# Aim of the exercise
Skip the pictures and copy all the data that follows exactly.

# Recorded information
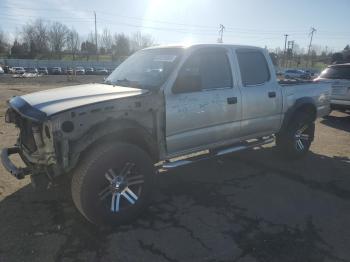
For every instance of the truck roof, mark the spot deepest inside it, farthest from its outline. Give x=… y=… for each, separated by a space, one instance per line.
x=185 y=46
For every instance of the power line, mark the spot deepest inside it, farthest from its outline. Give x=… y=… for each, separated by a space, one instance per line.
x=285 y=48
x=96 y=36
x=313 y=30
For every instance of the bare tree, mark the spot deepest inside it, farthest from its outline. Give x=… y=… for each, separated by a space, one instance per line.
x=139 y=41
x=3 y=42
x=73 y=42
x=35 y=35
x=121 y=46
x=58 y=33
x=106 y=40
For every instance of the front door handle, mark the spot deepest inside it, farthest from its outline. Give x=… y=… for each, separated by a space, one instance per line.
x=272 y=94
x=232 y=100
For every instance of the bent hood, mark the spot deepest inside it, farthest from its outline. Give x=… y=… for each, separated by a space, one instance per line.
x=53 y=101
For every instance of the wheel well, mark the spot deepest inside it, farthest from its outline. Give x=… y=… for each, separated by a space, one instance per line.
x=308 y=109
x=136 y=137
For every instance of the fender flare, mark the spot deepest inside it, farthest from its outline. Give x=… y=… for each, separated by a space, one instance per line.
x=303 y=103
x=111 y=129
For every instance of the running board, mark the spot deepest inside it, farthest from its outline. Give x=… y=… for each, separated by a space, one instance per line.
x=213 y=154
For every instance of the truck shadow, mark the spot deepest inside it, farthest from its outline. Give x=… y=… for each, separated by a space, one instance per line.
x=249 y=205
x=341 y=122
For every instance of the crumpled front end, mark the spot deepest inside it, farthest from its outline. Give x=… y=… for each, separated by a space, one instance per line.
x=35 y=142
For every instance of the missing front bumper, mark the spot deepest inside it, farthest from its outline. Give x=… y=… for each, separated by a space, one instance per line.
x=17 y=172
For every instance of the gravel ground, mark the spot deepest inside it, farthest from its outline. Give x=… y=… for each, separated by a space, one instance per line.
x=250 y=206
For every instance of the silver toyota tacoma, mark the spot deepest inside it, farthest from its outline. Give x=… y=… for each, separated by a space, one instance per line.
x=162 y=108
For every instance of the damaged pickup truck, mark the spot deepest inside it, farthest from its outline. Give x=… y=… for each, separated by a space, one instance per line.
x=156 y=110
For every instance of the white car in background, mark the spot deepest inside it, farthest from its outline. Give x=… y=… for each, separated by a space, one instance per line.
x=296 y=74
x=339 y=76
x=18 y=70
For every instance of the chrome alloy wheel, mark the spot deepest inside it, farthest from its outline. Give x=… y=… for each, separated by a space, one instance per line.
x=124 y=188
x=301 y=138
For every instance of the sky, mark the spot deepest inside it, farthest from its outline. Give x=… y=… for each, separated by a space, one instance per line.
x=250 y=22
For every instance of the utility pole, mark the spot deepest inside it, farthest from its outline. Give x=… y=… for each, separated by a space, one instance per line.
x=221 y=32
x=285 y=49
x=96 y=36
x=290 y=52
x=313 y=30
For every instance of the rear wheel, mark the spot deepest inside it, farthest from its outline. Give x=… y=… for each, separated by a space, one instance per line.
x=296 y=139
x=113 y=183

# Your response
For every instance of the truck roof, mark the spot deepest inside it, farthest from its outline. Give x=… y=… for each, separated by a space, one instance per line.
x=185 y=46
For every instance of the power line, mark the spot deepest inside it, farthest from its outline. Give x=… y=… for each, separated by a space, one instance per line.
x=285 y=48
x=96 y=36
x=313 y=30
For every instance of the bare tree, mark the spot deepest inside it, farthest from its outline. Give x=… y=… for each, separated by a space, one instance per line.
x=139 y=41
x=3 y=42
x=73 y=42
x=35 y=35
x=121 y=46
x=58 y=33
x=106 y=40
For every instance of the front door handle, mark the spot deepest inside it, farthest from its outline. Give x=… y=… for each, separated by a space, one instance per line.
x=272 y=94
x=232 y=100
For every instance of the bent hood, mark the spot deepest inside it, farthest from its outline. Give x=… y=… for each, separated by a space, one instance per line.
x=53 y=101
For every instance of the wheel well, mark the spot deepest inside it, farthest from its outline. Give x=… y=… for each, separated by a space, one instance per line.
x=308 y=109
x=136 y=137
For every instance of the fender flare, mark the spot deepest inside it, farthest from its outline. Give x=… y=… for each, separated by a space, one instance per line.
x=303 y=103
x=111 y=129
For every instance of the running board, mark the spot deepest inside it, farthest from its outline. Give x=… y=… for each, separated by a space, one instance per line.
x=213 y=154
For every instance of the truck shadow, mark the spot deepest inside it, farthest from its outline. Give x=… y=… for each, separated by a space, one instance per line.
x=249 y=205
x=341 y=122
For every instance of the crumpled front end, mark the spot deepest inside it, farthest from its outline. Give x=… y=… for each, separated by a space, one instance per line.
x=35 y=142
For every instance of the missing front bumper, mark the spot deepest inside it, farthest from its outline. Give x=… y=… for each, separated by a space, one instance per line.
x=17 y=172
For every instance of the gravel ground, mark the spot deepest inside it, farthest from its outline. Give x=… y=… for each, separated by a space, one instance per line.
x=250 y=206
For every instance of the silver toyota tacoma, mark the spot deepest inside it, farthest from its outline. Give x=… y=… for each, separated by a space, one instance per line.
x=162 y=108
For every instance of the damaged pickup truck, mark the spot deepest inside it, farthest from its outline. Give x=… y=… for each, separated by a space, one instance per line.
x=156 y=110
For every instance of the white car in background, mark the spot deepest inside it, farthest from its outline. Give x=… y=… for each, separated by a space, one instance per line.
x=296 y=74
x=339 y=76
x=18 y=70
For every instance of the chrome alloy wheel, mark the spot deepest inside it, farthest from its outline. Give x=… y=… for each, separated by a space, one instance per line.
x=124 y=188
x=301 y=138
For every instance of the sky, mark the spot deepest inside it, farthest from its outline. Give x=… y=… for each, separated by a space, one instance per line.
x=250 y=22
For every instance of the utility pole, mark the spot deepest inside it, farthest from its outline. Give x=… y=… for each, separated by a space, one instance per line.
x=221 y=32
x=285 y=49
x=96 y=36
x=290 y=52
x=313 y=30
For every instance of the rear wheel, mark the spot deepest inside it, farthest from its outline. Give x=… y=… for each, separated by a space, one instance per line.
x=296 y=139
x=113 y=183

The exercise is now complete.